> _HOW TO COMPLETE THIS TASK_
Omitting all pictures, retype the entries below exactly as given.

|---|

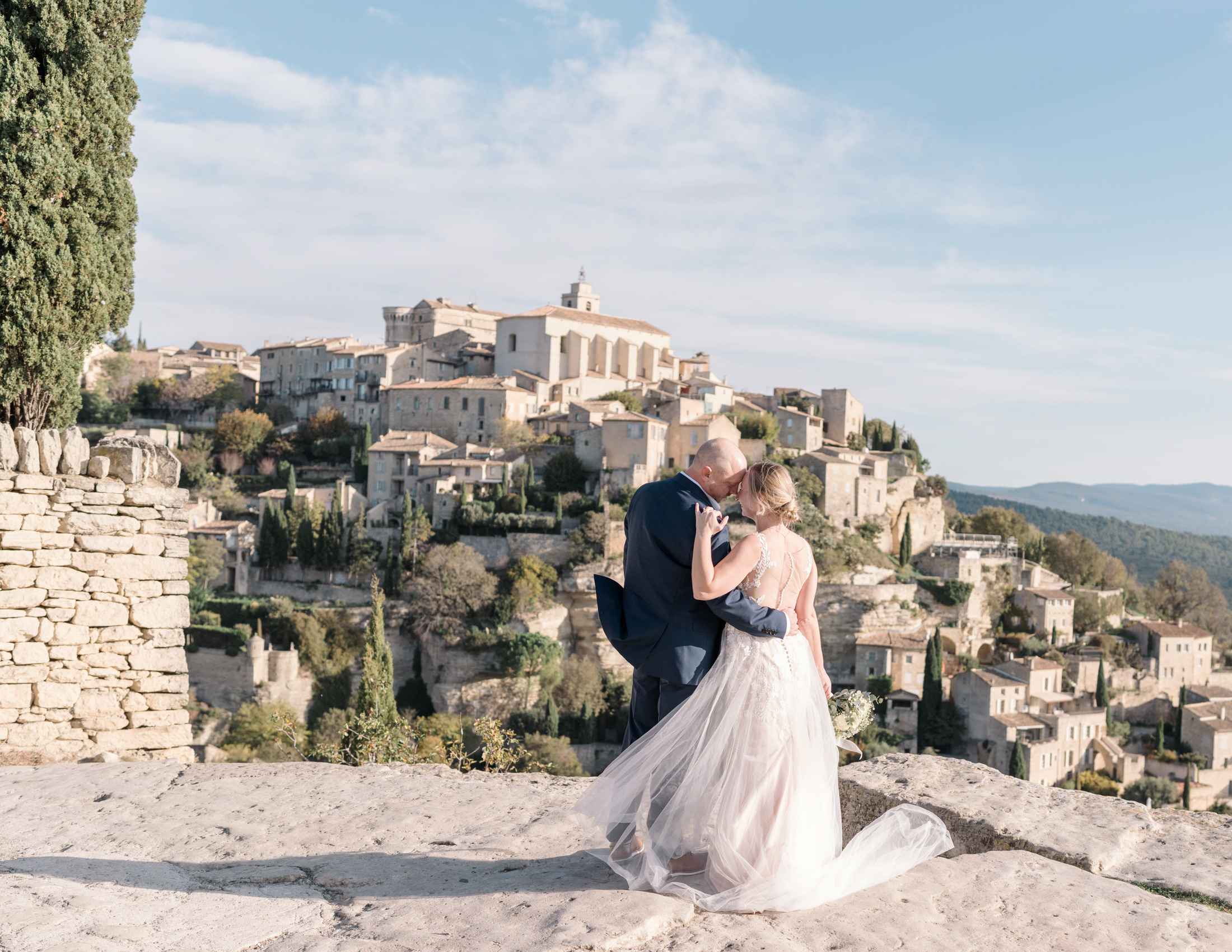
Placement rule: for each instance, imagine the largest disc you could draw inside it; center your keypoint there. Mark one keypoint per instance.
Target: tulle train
(740, 786)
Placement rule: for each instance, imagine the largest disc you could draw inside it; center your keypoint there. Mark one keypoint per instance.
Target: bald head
(718, 467)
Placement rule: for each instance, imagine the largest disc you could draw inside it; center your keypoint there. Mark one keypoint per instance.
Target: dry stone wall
(93, 599)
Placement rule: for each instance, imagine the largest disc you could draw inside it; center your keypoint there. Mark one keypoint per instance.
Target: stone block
(19, 629)
(41, 524)
(22, 674)
(74, 451)
(88, 561)
(62, 578)
(30, 653)
(17, 577)
(158, 718)
(158, 659)
(168, 611)
(146, 568)
(16, 696)
(99, 467)
(27, 450)
(152, 684)
(88, 524)
(93, 702)
(48, 451)
(68, 633)
(100, 614)
(164, 637)
(48, 694)
(165, 702)
(21, 598)
(151, 738)
(8, 449)
(119, 633)
(162, 528)
(150, 545)
(32, 736)
(21, 504)
(21, 540)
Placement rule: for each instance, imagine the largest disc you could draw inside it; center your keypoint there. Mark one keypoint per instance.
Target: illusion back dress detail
(744, 774)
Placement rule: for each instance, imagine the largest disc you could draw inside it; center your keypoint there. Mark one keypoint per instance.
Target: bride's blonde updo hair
(774, 491)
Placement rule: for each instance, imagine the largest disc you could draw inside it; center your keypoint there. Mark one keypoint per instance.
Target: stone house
(430, 319)
(855, 483)
(842, 416)
(581, 351)
(467, 409)
(395, 461)
(1175, 654)
(1208, 730)
(238, 539)
(898, 654)
(293, 372)
(799, 430)
(1048, 609)
(635, 440)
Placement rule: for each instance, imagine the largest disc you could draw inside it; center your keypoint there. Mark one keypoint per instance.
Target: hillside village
(479, 465)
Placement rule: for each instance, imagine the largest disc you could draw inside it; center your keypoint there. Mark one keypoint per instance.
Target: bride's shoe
(627, 850)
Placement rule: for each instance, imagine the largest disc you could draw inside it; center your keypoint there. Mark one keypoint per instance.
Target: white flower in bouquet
(852, 712)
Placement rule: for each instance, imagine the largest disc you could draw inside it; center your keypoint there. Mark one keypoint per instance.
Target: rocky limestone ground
(288, 857)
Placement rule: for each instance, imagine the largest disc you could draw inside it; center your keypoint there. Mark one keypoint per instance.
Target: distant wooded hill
(1145, 549)
(1202, 508)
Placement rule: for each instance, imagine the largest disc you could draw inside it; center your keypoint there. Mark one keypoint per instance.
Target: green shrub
(1097, 782)
(1160, 790)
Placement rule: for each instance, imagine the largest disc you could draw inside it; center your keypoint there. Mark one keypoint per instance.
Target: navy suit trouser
(654, 700)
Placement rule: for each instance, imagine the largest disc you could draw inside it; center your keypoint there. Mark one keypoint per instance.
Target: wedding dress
(742, 779)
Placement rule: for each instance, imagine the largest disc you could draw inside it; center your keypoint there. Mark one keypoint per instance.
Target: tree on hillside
(631, 400)
(1184, 592)
(563, 473)
(998, 521)
(67, 209)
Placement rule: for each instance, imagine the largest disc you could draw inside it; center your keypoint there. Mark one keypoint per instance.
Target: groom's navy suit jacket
(655, 621)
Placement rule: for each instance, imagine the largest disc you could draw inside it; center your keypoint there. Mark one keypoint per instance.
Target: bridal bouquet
(852, 712)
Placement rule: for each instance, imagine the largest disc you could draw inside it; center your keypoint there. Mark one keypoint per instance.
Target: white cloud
(796, 239)
(387, 16)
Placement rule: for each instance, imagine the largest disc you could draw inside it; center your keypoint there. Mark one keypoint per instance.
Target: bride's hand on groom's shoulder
(709, 520)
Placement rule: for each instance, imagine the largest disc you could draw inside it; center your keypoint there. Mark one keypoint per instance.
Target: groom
(670, 638)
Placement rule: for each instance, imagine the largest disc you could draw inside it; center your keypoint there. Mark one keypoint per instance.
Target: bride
(732, 800)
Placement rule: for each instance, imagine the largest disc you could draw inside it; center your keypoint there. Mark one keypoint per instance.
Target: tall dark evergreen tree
(931, 695)
(1018, 762)
(375, 694)
(361, 455)
(68, 216)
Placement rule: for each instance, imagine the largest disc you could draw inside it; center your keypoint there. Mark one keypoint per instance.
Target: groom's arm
(746, 614)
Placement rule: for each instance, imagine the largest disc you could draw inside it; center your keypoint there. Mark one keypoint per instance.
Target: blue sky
(1007, 228)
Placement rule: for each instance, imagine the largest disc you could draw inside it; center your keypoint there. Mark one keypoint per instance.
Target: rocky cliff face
(309, 856)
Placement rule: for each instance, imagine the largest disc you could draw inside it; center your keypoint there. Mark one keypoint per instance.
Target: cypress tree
(361, 455)
(552, 718)
(931, 695)
(1018, 762)
(1180, 711)
(393, 573)
(376, 684)
(67, 209)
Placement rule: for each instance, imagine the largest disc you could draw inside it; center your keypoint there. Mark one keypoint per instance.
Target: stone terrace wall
(93, 599)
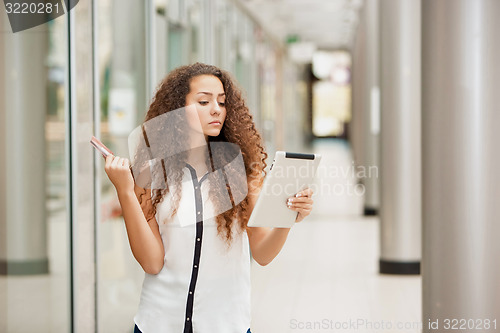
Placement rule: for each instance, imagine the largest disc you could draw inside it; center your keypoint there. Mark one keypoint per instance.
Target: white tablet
(289, 174)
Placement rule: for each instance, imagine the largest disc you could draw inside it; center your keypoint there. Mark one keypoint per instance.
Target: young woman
(193, 245)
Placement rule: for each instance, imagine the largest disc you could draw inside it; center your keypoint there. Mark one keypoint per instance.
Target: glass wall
(35, 272)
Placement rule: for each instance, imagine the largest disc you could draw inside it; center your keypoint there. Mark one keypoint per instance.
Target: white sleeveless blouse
(204, 285)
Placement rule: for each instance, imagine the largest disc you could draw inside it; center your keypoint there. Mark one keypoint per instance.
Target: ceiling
(329, 24)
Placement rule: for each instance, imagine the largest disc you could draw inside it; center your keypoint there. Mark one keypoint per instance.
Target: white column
(400, 167)
(461, 162)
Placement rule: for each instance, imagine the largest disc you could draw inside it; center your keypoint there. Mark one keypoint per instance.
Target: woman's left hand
(301, 203)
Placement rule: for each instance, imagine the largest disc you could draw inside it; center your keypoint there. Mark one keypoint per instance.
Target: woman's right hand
(118, 171)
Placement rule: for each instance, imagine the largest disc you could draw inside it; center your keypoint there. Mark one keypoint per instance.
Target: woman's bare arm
(144, 236)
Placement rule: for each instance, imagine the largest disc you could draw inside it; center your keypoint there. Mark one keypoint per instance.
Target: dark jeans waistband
(137, 330)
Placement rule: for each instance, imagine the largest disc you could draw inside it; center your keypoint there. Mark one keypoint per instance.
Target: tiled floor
(326, 277)
(324, 280)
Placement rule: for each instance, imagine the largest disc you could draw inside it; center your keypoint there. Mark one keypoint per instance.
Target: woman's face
(206, 93)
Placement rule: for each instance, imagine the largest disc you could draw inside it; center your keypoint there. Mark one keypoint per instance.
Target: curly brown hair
(238, 129)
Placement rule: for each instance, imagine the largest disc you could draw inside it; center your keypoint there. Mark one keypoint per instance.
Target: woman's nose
(216, 108)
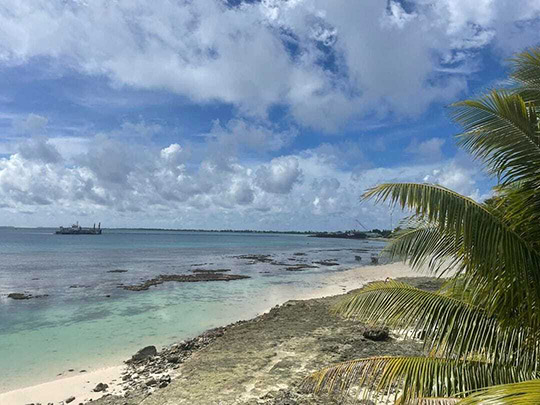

|---|

> _TASK OUTPUT_
Placement rule: for each instance, imagine the largest disc you could draw inside it; center your keypoint there. Mark one keypoint per instance.
Target: tulle train
(740, 786)
Placement rule: for each instance, imagine the largest disc you could draw inside it; center your keypoint there. Mark one keypoint per instance.
Target: bald head
(718, 467)
Placement rule: for each instance, imagine the largest disc you could draw inside it; center your keypoint there. Mark one keypoint per instance.
Target: dry stone wall
(93, 599)
Placement rule: for each instance, imagine the largest disc you could draw inside it; center your keypoint there. Mark one keypoint per instance.
Target: stone block
(19, 629)
(41, 524)
(22, 674)
(74, 451)
(88, 561)
(62, 578)
(30, 653)
(17, 577)
(158, 718)
(158, 659)
(168, 611)
(146, 568)
(16, 696)
(99, 467)
(27, 450)
(152, 684)
(88, 524)
(93, 702)
(48, 451)
(68, 633)
(100, 614)
(164, 637)
(48, 694)
(165, 702)
(21, 598)
(151, 738)
(8, 449)
(119, 633)
(162, 528)
(150, 545)
(32, 736)
(21, 504)
(21, 540)
Placement rule: for each instance, imagine the largest disc you could draw inside it; center your keypoint there. Mark one keypoint per instance.
Target: illusion back dress detail
(744, 774)
Placement rule: for each instance, imagine the largest disc you could draw inside it; center your keypoint there. Mark one keypoint per instance.
Target: bride's blonde updo hair
(774, 491)
Placement rule: for each instance, imagine the largest disc you could draw inside it; center your keypoint there. Mark one keypoint per instance.
Target: stone house
(430, 319)
(855, 483)
(842, 416)
(581, 351)
(467, 409)
(395, 461)
(1175, 654)
(1208, 730)
(238, 539)
(898, 654)
(293, 372)
(799, 430)
(1048, 609)
(635, 440)
Placement rule: for each instance, imagine the largest disc you could draw inside it; center your keypoint there. Mark one keypoint per instance.
Target: hillside village
(479, 465)
Placement rule: for each instance, imagine the largest disc you could draw inside it; center your keypoint there. Mark one keypoint per instance.
Target: bride's shoe
(627, 850)
Placement rule: for each instance, imagine the largest disc you could draw inside it; center your keypoint there. Mark one keypoint per instance.
Target: white flower in bouquet
(852, 712)
Placement rule: for each instance, imagine the largest disc you could draw inside it; center your keypoint there. Mark one keypoint per instance.
Target: rocky limestone ground
(288, 857)
Placement rule: for each instance, imagine the largest disc you could draw inside it; center your keypoint there. Mark one keypoint per instance.
Target: distant wooded hill
(1145, 549)
(1202, 508)
Placement rule: for each instance, imagine the largest disc you could draw inside it; center your keypoint there. Mark one keypoint per instance.
Target: green shrub
(1097, 782)
(1160, 790)
Placement rule: for each instance, imagine the largest disc you could draw inside it; center your keypoint there. Mark one keypoint per instance.
Target: navy suit trouser
(654, 700)
Placement rule: for each instance, imagine the largest disc you could draw inside it; center your keypoint there. Mark one keypoint per instance.
Target: wedding dress
(742, 779)
Placement rule: for each instance, imagine the largest disc you could draw inside it; center your keypoint there. Mark one keypoint per instance.
Target: tree on hillside
(631, 400)
(1184, 592)
(563, 473)
(998, 521)
(67, 209)
Placement rule: for each instance, imagine the largest disc you could draw inside it; center your keypoint there. Mark one keypoint per instance.
Target: groom's navy suit jacket
(655, 621)
Placement rule: for each instance, imagine the largest disc you could draw inside it; center your keypoint there. Mark one keypoint per instance.
Target: bridal bouquet
(852, 712)
Placement rule: for each instance, imagine the largest disc you could draw inside it; center your keypoint there. Mark one keypoint per instance.
Target: white cloud
(796, 239)
(387, 16)
Placement rule: for each instance, imagine the largest disc you could draw inside it; center your keypoint there. Mark one keypoint per instance.
Target: bride's hand on groom's shoulder
(709, 520)
Placement rule: for each instance, imagine the largest disc you could draw inside it; center your keypoint there. Mark one keypoint per instance.
Target: groom
(670, 638)
Placement rule: for each instance, imagine the largest disc you could draw inside it; center your keypoint there. Mark one keypoint per instance.
Target: bride
(732, 800)
Placement rule: for each instance, imagine the largest disc you could draw inside it; center your keypoint there. Mark one keypoint per instance.
Target: tall dark evergreen tree
(931, 695)
(1018, 762)
(375, 694)
(361, 455)
(68, 216)
Placement rule: for each instance, imagine the largest disc you could draw inside it; center your keypoint there. Mark one keypoint per instance.
Target: groom's arm
(746, 614)
Placement rule: for each instance, imagine the largest disc you could draw inside it; center your keypoint there. Mark one keypoint per instance.
Target: blue sky
(1007, 228)
Placement rule: for each instance, imagine the largest disc you could draw inside it; center your keypoint there. Mark one keypoint per instance.
Target: rocky cliff face
(309, 856)
Placement rule: for each instance, imagine the largest disc you could draw inside it; center your keypoint there. Mark one keypoint per instance.
Target: cypress tree
(361, 455)
(552, 718)
(931, 695)
(1018, 762)
(1180, 711)
(393, 573)
(376, 684)
(67, 209)
Placement rule: for each instance, imagine the largest disc you could draw inside it; center your keypoint there. Mark one keypoint per instance.
Target: stone terrace wall
(93, 599)
Placement rule: for each instance, imagine the largest disc you could draw inside it; center your keypoint there. Mark one keypoint per instance.
Target: white tablet
(289, 174)
Placement rule: for each instance, imagine the largest disc you could draw inside it; center your keypoint there. Mark one keypoint per instance.
Target: young woman
(193, 245)
Placement rule: for each instance, imagine the largest disc you could draw inside it; center your keypoint there. Mark one keypoint per instance.
Target: glass wall
(35, 272)
Placement rule: for each instance, imagine the largest disc you could draw inside it; center your keypoint there. Mark one keypoint per instance.
Target: white sleeveless blouse
(204, 285)
Placement rule: for each instance, imagine the largest disc you could draw inside it; center your keypoint there. Mark one keypoint per instance.
Target: ceiling
(329, 24)
Placement rule: for each instance, imagine the largest disc you could draw inside it; center your keypoint there. Mark one keypoint per instance.
Target: white column
(400, 167)
(461, 162)
Placement rule: for each instance, imagine the largest disc you could draw inside it; center your keypoint there. Mark one keypoint per instance.
Target: woman's left hand
(301, 203)
Placement rule: for each instance, imagine the largest disc you could draw inside it; center your keypoint there. Mark one keypoint per instance.
Target: woman's right hand
(118, 171)
Placement rule: for each instance, imagine the largest disc you could draw inside it; center your keypoint there. Mark one keypoint per instance.
Target: woman's bare arm
(144, 236)
Placement rule: for each instance, imagine the largest disc you could draw inside it; center your keypoint there. Mark one keypoint per instance.
Target: dark jeans waistband
(137, 330)
Placement rule: for each instance, imagine the largest disc you could draw inside it; center your keypoint there. Mark one keypoint per instance.
Target: tiled floor
(326, 277)
(324, 280)
Placement rule: for each instance, imagine the largest disc you could draw inside it; center your keypoint there. Mark one keypoint per instance.
Target: woman's face
(206, 93)
Placement rule: for each instance, imagine the largest disc you could draw inside it; center your keypoint there. Mark one keypoint per instance.
Target: curly brown hair
(238, 129)
Placement rule: for each instance, imagine the largest disc you could draw inside it; center your keypoint there. Mark one keypoint per instance.
Target: woman's nose
(216, 108)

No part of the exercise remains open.